*PARTS OF THE EXERCISE:*
1 - Answer these questions using the Rajasthan village safari account:
(a) How far is Jhalamand from Jodhpur?
(b) Which animals did the Raika community traditionally breed and manage for the Maharajas?
(c) What is Singhasni village named as a source of?
2 - According to the Rajasthan village safari account, why were the children in Chota Guda more camera-friendly than the narrator had expected?
3 - Retype the passage from the Rajasthan village safari account starting at "The village of" and ending at "with such ease.".

Having spent ten days in four beautiful, vibrant cities of Rajasthan, I wanted to experience its rural life before heading to Udaipur, my last destination of the trip. That is when I met Dhanraj, an enterprising and friendly local who organises safaris to a few villages in the Marwar region of Rajasthan. He welcomed me to his sprawling Farm house in Jhalamand, a Bishnoi village that lies a 20 min drive away from Jodhpur. The house stood there surrounded by farms, a garage lined with exquisite Jeeps and a shed that was home to two beautiful Marwari horses. His family shared that space with that of his brother’s and they all warmed up to me at the very instant. A brief chat and a hearty breakfast of hot aloo parathas and a glass of Lassi later, I started my village safari.
Here is a glimpse of the day that followed:
I followed Dhanraj as he took me for a walk through the vast millet fields of Guda Bishnoi village. The community is known to worship nature and for its beliefs in the conservation and protection of all forms of life.
As we parked our vehicle and walked our way to one of the farmers’ houses, it lay empty as the entire family was busy in the fields. It was harvest season and the family had moved to a make-shift tent under the shade of a tree. As I sat down with them, they offered me a cup of hot sugary tea, and even though neither of us understood the language the other spoke, there was a warmth in their company. The youngest bride then offered to show me another make-shift tent that lay at a distance. To my surprise, it was complete with a Cable TV, refrigerator, table fan and cupboard! She then pulled out a large photo album from a steel suitcase – her wedding album – and smiled as she handed it to me.
The village of Chota Guda is home to the Raika or Shepherd community of Rajasthan. The community is known to lead a semi-nomadic life and for their ability to handle large herds of animals in the harsh environment. While they traditionally bred and managed camels for the Maharajas for hundreds of years, they now manage herds of sheep and goats as well. While I was there, the children were very enthusiastic about showing me around their houses, most of which were simple one room establishments with a small fenced space for the sheep outside. These kids, used to tourists visiting their homes time and again, were more camera friendly than I had expected!
Singhasni village is one of the places where some of Rajasthan’s finest pottery comes from. In a display workshop set up for tourists, I met Nizammudin, who created some beautiful clay elephants, puppets and vessels with such ease.
In the same workshop space, I met Nathu Khan, a young man of the Chippa community which is know for its block painting skills. I heard him explain the way vegetable dyes are used to turn simple handloom cotton into works of art. He spread out colorful bedsheets in front of me, each more beautiful than the other, and showed me the casts that were used to create imprints on them. The international tourists buy his bedsheets in bulk, he said, and I could see why. Interestingly, he also turned out to be a Harry Potter fan!

*DATA:*
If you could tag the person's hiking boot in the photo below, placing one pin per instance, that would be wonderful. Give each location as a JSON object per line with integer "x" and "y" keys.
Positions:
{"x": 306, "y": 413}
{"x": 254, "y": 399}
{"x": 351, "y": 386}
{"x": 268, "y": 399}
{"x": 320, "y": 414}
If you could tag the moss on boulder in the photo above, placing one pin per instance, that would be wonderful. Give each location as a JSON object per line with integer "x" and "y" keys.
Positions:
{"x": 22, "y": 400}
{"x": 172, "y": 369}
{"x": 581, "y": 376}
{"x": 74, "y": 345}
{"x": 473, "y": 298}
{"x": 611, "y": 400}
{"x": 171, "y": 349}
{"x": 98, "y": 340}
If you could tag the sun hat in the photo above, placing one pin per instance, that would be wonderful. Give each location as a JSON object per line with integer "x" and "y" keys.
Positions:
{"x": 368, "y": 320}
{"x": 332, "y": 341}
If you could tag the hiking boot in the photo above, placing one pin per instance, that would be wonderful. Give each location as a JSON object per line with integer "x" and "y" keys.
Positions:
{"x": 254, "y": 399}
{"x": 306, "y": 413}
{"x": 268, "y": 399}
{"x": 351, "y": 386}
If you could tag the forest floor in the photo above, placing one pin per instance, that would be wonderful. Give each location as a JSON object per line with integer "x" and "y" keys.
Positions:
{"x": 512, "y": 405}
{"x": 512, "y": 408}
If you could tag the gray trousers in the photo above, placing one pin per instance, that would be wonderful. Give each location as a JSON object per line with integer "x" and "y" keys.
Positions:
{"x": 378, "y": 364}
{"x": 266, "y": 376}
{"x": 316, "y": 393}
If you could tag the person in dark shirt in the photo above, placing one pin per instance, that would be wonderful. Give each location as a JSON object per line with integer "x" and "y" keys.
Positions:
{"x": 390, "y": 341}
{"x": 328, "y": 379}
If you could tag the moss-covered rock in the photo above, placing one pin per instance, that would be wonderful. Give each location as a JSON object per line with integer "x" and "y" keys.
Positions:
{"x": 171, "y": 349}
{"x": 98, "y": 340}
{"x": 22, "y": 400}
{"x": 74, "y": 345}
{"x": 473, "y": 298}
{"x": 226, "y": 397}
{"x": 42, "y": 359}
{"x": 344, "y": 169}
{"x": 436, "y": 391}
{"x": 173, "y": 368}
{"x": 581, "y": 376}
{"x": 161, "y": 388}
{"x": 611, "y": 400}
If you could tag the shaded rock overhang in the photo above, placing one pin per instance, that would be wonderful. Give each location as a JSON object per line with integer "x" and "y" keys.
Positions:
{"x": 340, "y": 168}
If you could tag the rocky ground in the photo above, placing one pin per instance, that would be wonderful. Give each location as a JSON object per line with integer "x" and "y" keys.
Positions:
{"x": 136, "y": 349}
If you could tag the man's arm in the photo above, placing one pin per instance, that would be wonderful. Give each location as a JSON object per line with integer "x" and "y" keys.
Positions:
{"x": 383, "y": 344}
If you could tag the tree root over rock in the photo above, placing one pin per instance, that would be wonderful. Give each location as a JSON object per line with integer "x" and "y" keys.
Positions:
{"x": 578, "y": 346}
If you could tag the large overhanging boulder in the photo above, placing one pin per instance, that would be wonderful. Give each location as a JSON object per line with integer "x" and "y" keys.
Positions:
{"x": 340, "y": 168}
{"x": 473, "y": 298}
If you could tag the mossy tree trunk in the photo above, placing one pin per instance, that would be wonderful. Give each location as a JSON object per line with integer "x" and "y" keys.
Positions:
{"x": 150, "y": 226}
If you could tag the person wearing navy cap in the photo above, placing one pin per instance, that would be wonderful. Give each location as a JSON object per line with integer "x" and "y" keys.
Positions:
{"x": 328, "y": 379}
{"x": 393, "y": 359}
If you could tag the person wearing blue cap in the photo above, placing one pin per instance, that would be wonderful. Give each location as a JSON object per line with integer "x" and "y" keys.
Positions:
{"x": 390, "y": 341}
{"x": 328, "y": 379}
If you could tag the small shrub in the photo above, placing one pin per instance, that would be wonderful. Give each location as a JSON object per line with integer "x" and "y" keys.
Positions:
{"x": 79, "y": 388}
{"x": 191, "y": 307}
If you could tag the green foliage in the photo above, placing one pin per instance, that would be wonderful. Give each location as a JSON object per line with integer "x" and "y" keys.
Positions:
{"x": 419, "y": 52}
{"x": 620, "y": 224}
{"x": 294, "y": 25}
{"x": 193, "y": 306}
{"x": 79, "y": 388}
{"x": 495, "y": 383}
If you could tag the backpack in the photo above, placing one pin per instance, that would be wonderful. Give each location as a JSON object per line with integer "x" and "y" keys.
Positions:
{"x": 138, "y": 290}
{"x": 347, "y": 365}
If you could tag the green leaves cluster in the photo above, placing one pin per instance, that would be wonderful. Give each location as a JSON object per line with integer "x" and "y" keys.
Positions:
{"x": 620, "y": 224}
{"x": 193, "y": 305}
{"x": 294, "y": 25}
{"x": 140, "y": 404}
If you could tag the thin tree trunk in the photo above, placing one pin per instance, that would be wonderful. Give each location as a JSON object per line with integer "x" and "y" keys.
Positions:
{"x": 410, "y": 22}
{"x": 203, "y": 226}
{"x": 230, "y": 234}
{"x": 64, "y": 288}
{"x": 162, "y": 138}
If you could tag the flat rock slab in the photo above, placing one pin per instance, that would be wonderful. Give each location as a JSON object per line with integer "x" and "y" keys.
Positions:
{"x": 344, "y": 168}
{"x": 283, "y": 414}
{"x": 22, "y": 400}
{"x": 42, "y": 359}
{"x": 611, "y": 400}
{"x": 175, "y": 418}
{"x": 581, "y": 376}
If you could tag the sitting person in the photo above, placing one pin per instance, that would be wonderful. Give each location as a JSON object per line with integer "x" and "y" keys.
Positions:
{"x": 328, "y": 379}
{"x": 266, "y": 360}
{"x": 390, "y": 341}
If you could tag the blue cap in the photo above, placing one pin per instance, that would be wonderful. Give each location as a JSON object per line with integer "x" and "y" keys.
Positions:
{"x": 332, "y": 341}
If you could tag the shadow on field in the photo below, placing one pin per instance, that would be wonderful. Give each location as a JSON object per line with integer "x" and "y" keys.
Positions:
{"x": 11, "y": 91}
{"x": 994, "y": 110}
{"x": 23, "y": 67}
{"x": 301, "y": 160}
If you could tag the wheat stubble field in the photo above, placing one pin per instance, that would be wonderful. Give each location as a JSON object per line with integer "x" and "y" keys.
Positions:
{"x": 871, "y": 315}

*EXPECTED RESULTS:*
1 -
(a) A 20-minute drive.
(b) Camels.
(c) Some of Rajasthan's finest pottery.

2 - The children were used to tourists visiting their homes time and again.

3 -
The village of Chota Guda is home to the Raika or Shepherd community of Rajasthan. The community is known to lead a semi-nomadic life and for their ability to handle large herds of animals in the harsh environment. While they traditionally bred and managed camels for the Maharajas for hundreds of years, they now manage herds of sheep and goats as well. While I was there, the children were very enthusiastic about showing me around their houses, most of which were simple one room establishments with a small fenced space for the sheep outside. These kids, used to tourists visiting their homes time and again, were more camera friendly than I had expected!
Singhasni village is one of the places where some of Rajasthan’s finest pottery comes from. In a display workshop set up for tourists, I met Nizammudin, who created some beautiful clay elephants, puppets and vessels with such ease.